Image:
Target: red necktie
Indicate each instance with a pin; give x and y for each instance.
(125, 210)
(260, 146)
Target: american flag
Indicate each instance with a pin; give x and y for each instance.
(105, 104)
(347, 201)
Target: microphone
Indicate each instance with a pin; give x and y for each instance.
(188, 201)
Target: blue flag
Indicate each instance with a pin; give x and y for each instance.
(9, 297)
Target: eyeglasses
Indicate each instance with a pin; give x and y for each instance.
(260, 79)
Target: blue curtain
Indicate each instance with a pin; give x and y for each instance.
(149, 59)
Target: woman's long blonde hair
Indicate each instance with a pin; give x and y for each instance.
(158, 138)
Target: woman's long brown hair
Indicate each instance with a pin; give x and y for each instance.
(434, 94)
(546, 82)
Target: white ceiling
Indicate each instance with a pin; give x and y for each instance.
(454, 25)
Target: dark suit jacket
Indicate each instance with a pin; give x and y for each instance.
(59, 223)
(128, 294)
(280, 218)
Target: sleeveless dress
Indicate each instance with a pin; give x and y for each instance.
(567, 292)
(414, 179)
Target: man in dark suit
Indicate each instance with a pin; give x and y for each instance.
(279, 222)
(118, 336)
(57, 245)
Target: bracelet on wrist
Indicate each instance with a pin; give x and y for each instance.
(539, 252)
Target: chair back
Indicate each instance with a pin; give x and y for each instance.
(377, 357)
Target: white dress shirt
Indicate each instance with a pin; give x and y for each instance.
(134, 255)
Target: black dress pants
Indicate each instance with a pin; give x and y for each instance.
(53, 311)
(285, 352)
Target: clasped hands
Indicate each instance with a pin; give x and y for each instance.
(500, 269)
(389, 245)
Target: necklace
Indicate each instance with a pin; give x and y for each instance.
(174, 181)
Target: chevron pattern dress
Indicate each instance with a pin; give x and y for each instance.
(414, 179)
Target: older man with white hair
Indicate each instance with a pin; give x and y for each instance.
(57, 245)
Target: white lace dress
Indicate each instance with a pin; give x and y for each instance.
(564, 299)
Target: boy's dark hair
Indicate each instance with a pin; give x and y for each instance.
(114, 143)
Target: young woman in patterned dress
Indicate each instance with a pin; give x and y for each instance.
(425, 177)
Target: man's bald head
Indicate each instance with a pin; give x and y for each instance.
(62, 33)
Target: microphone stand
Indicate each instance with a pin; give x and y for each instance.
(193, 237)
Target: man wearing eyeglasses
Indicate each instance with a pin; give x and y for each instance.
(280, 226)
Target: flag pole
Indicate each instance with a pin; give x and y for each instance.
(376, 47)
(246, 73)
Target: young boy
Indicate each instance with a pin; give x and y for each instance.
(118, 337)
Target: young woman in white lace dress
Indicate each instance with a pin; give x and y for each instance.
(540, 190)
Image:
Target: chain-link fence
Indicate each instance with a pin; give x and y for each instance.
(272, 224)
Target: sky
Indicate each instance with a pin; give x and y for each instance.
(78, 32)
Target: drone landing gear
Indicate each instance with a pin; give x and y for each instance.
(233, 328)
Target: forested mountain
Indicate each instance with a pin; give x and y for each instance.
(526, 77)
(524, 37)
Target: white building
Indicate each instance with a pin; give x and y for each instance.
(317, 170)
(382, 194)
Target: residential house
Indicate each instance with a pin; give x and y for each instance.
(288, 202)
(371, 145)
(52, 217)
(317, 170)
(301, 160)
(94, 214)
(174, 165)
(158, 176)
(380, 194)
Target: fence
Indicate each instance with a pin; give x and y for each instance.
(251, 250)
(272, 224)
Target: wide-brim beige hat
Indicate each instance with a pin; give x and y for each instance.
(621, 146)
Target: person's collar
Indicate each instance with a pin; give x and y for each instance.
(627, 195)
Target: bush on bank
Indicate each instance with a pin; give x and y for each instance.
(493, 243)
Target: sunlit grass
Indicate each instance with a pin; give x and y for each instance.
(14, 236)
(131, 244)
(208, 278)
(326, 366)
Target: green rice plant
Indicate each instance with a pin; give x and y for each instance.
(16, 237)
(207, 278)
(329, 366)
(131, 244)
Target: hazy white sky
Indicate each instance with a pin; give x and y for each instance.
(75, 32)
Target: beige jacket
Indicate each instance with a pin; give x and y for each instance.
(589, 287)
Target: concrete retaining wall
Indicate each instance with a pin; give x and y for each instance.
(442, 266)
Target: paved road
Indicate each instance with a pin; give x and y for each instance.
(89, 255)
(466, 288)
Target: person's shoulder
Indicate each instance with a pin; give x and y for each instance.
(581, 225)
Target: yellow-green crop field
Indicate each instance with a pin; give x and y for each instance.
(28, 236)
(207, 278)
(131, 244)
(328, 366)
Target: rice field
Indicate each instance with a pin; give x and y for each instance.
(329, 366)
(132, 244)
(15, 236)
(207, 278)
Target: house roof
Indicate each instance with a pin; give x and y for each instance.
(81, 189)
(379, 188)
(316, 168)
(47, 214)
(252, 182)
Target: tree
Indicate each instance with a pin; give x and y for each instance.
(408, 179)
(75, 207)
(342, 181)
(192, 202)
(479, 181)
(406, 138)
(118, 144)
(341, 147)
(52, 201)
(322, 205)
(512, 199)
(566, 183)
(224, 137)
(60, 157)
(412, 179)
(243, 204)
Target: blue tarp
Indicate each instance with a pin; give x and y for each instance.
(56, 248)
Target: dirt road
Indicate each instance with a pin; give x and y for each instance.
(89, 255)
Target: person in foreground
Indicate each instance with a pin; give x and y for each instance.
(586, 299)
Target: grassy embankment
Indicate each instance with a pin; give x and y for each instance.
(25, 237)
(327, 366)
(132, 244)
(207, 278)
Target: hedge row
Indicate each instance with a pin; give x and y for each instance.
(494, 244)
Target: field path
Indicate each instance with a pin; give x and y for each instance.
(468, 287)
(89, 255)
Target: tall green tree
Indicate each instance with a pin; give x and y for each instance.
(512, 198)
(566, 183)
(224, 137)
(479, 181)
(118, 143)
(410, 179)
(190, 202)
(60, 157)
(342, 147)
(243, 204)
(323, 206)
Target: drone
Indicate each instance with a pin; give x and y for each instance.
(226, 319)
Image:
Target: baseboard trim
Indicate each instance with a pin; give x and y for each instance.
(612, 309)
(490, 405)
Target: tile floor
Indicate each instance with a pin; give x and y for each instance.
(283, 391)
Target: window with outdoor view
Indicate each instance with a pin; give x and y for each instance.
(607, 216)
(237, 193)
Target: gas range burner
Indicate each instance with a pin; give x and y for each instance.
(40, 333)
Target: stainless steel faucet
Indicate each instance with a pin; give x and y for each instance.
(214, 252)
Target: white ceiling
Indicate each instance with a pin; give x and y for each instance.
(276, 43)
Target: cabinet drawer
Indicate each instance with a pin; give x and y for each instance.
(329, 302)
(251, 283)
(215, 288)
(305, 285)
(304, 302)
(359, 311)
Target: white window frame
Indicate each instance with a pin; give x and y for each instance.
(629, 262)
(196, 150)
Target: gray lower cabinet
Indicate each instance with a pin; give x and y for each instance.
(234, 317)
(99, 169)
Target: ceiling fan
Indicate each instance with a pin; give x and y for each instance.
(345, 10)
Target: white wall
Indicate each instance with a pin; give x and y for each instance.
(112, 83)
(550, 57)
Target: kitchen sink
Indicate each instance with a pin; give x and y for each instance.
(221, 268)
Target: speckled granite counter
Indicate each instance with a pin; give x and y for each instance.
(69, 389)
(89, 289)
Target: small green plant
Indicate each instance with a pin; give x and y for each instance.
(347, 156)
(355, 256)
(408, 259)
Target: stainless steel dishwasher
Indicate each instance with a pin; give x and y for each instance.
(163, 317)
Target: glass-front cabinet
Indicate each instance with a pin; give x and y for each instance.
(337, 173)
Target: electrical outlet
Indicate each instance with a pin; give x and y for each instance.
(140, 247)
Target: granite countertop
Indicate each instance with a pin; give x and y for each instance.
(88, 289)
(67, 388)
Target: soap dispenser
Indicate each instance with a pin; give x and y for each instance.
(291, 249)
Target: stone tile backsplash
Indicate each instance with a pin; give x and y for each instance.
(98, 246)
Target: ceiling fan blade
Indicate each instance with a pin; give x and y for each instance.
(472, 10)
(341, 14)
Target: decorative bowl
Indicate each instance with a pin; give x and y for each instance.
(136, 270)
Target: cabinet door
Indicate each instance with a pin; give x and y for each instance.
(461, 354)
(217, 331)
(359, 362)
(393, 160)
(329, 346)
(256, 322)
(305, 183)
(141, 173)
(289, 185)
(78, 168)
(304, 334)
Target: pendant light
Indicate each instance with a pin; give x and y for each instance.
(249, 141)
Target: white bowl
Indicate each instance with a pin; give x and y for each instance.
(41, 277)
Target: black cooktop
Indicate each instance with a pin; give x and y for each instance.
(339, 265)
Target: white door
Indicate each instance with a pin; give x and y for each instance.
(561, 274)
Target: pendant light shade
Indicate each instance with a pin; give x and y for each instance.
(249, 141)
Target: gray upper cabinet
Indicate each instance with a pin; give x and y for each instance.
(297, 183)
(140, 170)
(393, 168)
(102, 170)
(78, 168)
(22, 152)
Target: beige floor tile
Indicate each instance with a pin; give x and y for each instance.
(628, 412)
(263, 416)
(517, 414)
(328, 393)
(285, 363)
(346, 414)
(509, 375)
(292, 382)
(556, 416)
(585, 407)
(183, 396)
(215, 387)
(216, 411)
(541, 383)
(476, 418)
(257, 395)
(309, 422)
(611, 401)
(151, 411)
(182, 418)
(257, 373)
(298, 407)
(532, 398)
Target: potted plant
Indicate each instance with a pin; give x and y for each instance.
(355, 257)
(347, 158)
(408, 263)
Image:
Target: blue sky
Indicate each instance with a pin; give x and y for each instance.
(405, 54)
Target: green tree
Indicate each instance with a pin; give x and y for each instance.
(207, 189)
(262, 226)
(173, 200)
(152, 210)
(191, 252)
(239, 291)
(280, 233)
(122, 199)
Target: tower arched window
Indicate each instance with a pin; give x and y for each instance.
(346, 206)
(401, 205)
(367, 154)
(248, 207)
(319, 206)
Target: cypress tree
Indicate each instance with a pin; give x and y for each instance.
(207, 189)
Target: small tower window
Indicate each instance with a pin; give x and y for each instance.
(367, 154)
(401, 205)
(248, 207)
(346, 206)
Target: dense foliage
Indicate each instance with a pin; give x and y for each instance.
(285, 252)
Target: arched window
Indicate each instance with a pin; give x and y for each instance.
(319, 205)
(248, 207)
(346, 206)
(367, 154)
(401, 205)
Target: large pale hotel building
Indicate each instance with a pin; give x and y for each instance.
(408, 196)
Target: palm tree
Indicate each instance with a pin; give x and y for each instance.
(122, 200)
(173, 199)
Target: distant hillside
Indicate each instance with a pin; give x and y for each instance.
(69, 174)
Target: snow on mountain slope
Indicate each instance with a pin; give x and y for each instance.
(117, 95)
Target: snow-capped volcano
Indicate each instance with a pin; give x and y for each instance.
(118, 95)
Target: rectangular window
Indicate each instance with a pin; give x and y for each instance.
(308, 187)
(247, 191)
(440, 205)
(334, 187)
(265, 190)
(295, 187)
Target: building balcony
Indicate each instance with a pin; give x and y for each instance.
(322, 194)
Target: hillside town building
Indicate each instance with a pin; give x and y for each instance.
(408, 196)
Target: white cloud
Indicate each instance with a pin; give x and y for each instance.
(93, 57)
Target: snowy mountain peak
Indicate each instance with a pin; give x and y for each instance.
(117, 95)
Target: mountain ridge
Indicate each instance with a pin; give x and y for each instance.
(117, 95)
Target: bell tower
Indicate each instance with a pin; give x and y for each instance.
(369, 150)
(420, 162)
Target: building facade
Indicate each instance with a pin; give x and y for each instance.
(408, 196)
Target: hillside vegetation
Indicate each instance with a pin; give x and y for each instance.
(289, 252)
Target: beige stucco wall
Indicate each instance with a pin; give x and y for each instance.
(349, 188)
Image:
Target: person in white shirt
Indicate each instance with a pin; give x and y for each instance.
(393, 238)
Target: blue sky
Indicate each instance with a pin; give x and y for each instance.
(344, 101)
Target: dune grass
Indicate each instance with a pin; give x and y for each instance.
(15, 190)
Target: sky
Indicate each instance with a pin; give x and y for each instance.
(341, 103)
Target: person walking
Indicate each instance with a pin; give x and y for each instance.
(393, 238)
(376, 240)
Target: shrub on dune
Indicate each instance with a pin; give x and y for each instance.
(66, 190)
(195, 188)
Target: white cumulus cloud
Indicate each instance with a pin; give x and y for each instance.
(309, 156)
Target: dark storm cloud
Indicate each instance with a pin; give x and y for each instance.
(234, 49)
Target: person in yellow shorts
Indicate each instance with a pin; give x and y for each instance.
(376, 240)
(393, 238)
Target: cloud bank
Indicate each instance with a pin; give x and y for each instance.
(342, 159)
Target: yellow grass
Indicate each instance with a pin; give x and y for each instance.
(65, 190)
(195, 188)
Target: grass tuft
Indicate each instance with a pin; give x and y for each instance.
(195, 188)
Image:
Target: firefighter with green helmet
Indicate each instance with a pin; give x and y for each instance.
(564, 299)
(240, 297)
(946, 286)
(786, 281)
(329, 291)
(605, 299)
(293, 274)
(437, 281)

▸ INSTRUCTION: Can you rescale the material starting at the line containing "Target: white cumulus cloud" and ending at the last line of the material, repeating every line, requests included, but multiplying each x and y pin coordinate by 2.5 and rounding it to a whole number, with halves rounded up?

▸ RESULT FOR THIS EXERCISE:
Target: white cumulus cloud
Indicate each instance with a pin; give x and y for each instance.
(773, 390)
Target: dark storm cloud
Indicate each instance with a pin; give x and y for each instance.
(585, 123)
Target: person in yellow shorts
Indicate each instance with a pin; give x and y for each instance.
(940, 600)
(983, 595)
Target: cloud bank
Indicate each instance with a pin; give x and y for each instance.
(855, 398)
Target: yellow grass
Indicate each instance with a pin; give x and y for each instance.
(163, 475)
(488, 470)
Target: grass tuft
Indicate each instance with a pin; give x and y for each instance.
(488, 470)
Image:
Target: firefighter with green helmet
Indicate each instance with a pin; give x and y for each instance.
(1410, 748)
(600, 743)
(2365, 715)
(1965, 703)
(823, 728)
(1513, 748)
(733, 685)
(1093, 703)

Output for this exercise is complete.